## Excerpted data
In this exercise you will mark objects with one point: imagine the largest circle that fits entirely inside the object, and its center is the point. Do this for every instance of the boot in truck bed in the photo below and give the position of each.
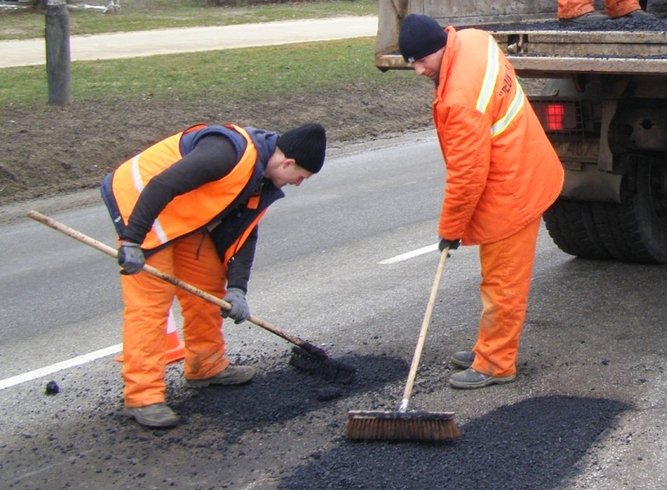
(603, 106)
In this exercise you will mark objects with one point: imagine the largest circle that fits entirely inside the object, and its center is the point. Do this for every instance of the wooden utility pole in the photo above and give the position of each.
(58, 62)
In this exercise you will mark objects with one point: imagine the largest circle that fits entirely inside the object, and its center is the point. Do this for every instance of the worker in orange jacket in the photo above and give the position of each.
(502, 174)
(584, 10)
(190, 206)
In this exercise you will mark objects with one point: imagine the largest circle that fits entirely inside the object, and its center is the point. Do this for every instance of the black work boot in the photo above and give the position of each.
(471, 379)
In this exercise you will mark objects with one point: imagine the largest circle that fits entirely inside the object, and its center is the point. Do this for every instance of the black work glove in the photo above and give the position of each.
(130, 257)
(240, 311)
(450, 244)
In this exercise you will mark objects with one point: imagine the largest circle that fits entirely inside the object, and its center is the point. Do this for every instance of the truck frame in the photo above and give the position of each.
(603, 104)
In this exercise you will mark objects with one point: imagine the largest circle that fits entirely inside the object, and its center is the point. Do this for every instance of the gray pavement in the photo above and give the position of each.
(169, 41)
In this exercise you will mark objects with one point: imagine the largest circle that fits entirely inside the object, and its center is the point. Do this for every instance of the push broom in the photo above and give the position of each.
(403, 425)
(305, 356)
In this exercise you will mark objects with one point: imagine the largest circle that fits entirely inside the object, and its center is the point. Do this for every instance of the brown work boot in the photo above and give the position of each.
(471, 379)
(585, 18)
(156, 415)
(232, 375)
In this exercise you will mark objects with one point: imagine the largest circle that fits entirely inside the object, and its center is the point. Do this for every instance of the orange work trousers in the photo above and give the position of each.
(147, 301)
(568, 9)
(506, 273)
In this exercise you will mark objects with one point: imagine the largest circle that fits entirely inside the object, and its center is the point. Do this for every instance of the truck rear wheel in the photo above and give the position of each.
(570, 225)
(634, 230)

==

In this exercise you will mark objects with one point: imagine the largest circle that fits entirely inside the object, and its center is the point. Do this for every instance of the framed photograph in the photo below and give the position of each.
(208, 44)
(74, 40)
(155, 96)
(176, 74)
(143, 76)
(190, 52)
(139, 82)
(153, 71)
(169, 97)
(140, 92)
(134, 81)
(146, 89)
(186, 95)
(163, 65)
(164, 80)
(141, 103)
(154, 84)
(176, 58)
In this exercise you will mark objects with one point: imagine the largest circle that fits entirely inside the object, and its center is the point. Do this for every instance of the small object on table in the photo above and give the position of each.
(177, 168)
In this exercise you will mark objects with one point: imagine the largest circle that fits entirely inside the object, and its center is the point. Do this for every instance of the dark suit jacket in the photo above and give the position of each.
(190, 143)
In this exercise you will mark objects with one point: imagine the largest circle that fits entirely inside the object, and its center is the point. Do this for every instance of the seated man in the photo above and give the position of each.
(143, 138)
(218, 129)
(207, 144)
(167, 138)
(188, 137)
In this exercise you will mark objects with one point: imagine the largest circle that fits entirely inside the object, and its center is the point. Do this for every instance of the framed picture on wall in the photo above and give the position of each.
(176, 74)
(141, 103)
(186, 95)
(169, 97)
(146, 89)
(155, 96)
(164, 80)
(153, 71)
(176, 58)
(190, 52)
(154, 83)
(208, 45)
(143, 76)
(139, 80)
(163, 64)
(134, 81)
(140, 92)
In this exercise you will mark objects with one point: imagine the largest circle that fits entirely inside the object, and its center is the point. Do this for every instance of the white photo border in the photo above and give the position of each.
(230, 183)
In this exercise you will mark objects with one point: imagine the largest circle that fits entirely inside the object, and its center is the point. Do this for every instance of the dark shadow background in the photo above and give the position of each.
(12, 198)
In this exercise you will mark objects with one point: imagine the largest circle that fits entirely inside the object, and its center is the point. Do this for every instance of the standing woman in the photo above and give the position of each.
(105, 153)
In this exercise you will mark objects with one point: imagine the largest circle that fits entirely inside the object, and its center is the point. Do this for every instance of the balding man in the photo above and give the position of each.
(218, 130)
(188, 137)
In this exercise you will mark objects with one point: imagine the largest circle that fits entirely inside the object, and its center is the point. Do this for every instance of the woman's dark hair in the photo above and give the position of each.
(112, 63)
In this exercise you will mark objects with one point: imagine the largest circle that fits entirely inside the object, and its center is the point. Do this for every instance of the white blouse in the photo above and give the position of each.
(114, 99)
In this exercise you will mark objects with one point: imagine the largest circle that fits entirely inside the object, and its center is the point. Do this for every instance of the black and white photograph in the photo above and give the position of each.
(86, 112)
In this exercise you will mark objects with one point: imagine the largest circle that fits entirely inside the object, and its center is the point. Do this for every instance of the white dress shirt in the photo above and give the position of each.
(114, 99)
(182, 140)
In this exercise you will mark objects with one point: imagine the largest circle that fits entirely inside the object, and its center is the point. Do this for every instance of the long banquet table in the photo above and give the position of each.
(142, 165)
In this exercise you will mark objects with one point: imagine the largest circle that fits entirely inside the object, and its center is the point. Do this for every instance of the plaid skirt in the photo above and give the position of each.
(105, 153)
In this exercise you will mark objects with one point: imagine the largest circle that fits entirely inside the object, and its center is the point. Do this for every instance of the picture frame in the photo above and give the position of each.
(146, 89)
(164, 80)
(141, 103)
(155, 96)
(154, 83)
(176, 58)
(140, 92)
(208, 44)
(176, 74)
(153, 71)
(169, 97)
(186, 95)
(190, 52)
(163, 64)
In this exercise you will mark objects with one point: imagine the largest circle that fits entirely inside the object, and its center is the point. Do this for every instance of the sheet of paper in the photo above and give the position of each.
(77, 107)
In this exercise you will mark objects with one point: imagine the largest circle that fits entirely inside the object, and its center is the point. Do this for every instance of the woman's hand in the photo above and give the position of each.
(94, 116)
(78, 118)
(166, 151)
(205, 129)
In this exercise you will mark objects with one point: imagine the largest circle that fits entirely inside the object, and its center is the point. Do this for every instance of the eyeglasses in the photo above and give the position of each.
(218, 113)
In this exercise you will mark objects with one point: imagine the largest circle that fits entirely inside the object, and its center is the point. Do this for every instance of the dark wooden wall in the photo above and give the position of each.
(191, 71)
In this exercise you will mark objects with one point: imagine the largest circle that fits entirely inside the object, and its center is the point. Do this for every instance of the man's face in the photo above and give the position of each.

==

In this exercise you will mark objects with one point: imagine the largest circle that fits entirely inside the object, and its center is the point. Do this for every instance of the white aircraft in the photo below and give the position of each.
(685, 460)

## Task description
Reproduce the lines between the one holding "of the long" and the one holding "of the man's", inclusive, substituting "biggest circle" for "largest circle" wherever it occurs and leaving everything else unchanged.

## The result
In this exercise you will mark objects with one point: imagine the biggest circle that fits entirely inside the object, and its center is the point. Do this for every instance of the long banquet table in the photo above and give the position of each.
(142, 165)
In this exercise you will mark objects with one point: imagine the biggest circle that fits entirely inside the object, and its center is the point. Do this for every instance of the plaid skirt in the photo above and give the position of each.
(105, 153)
In this exercise you will mark objects with one point: imagine the biggest circle that fits entirely inside the object, and its center is the point. Do this for every instance of the picture frame in the photo above and give the position of each.
(146, 89)
(164, 80)
(141, 103)
(155, 96)
(154, 83)
(176, 58)
(140, 92)
(208, 44)
(176, 74)
(153, 71)
(169, 97)
(186, 95)
(190, 52)
(163, 64)
In this exercise you will mark objects with one point: imagine the biggest circle that fits entirely inside the object, and its center is the point. Do this for every instance of the sheet of paper in the photo above and give the position of each.
(77, 107)
In this exercise you will mark objects with one point: imagine the biggest circle that fits entirely inside the object, and its center is the point. Do this for every instance of the woman's hand in the photo above and give the position of each.
(94, 116)
(78, 118)
(166, 151)
(205, 129)
In this exercise you will mark objects with one point: imagine the biggest circle that fits entirely inside the object, and its center is the point. Do this for every instance of the eyeglasses in the photo above and give the position of each.
(218, 113)
In this exercise you will mark objects with one point: imagine the biggest circle that fits entirely inside the object, and its center is the point. Do this for every instance of the dark wooden wall in the photo above and give the position of each.
(191, 71)
In this exercise you will mark objects with one point: imagine the biggest circle that fits entirely inside the object, and its center is the point. Do this for every instance of the man's face in the photo above and give the position of each.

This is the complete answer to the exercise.